**Problem to solve**:
Print verbatim every line starting at the one that contains "Point out the white wing patch in this photo." and ending at the final line of the records; include both endpoints.

Point placement records:

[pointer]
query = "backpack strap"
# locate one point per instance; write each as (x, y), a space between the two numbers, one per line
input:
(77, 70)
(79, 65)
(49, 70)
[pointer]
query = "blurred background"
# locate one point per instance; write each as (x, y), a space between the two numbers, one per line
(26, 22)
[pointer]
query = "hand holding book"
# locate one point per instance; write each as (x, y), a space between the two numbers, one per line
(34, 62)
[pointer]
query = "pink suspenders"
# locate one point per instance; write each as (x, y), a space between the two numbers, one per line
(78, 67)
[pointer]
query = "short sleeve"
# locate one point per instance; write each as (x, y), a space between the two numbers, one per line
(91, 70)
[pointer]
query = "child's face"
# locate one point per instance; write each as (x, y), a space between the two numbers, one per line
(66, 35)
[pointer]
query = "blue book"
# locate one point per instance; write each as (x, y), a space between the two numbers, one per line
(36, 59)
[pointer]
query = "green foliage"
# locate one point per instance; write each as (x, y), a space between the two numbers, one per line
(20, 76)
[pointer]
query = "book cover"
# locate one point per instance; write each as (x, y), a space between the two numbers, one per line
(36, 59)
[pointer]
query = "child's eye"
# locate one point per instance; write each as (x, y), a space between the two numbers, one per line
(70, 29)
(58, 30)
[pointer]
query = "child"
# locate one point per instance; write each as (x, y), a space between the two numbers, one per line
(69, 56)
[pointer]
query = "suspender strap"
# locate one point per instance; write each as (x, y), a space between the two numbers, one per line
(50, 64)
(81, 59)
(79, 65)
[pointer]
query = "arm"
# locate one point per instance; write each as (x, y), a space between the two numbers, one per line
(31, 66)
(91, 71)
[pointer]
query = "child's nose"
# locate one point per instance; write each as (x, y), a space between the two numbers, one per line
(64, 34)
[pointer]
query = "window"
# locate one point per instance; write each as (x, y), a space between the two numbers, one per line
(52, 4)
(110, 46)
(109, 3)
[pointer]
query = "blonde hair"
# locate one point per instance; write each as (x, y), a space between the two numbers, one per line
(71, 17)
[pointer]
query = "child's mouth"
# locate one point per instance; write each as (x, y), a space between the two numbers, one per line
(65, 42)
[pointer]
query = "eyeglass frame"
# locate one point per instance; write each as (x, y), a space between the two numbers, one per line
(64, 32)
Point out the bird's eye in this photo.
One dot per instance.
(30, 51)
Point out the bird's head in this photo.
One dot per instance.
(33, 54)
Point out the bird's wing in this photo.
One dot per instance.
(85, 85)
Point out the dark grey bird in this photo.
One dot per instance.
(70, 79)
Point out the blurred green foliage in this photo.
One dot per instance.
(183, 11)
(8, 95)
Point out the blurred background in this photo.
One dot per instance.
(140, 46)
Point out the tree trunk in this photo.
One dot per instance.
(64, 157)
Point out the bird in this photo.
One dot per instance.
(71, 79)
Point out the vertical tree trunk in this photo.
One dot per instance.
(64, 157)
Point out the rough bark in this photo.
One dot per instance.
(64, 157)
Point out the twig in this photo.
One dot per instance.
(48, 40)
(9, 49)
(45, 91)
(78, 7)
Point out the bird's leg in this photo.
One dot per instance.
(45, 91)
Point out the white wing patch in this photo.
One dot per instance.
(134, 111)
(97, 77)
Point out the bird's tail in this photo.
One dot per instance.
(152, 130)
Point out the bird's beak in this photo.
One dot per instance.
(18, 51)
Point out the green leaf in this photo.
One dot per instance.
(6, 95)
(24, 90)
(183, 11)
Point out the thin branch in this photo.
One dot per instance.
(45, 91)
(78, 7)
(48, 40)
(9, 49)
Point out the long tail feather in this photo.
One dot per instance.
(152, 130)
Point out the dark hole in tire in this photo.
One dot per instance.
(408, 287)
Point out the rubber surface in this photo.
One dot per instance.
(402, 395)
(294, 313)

**The output**:
Point out the white wing patch in this photo.
One dot per instance.
(134, 111)
(97, 77)
Point out the bird's tail in this photo.
One dot per instance.
(152, 130)
Point out the bird's beak in this photo.
One dot per instance.
(18, 51)
Point out the green leaf in this photo.
One dot per instance.
(6, 95)
(24, 90)
(183, 11)
Point out the thin branch in this photo.
One dot per instance.
(45, 91)
(78, 7)
(48, 40)
(9, 49)
Point out the long tail feather in this photo.
One dot per instance.
(152, 130)
Point out the dark hole in tire in this photo.
One dot per instance.
(408, 287)
Point out the rubber surface in this photo.
One dot per instance.
(402, 395)
(294, 313)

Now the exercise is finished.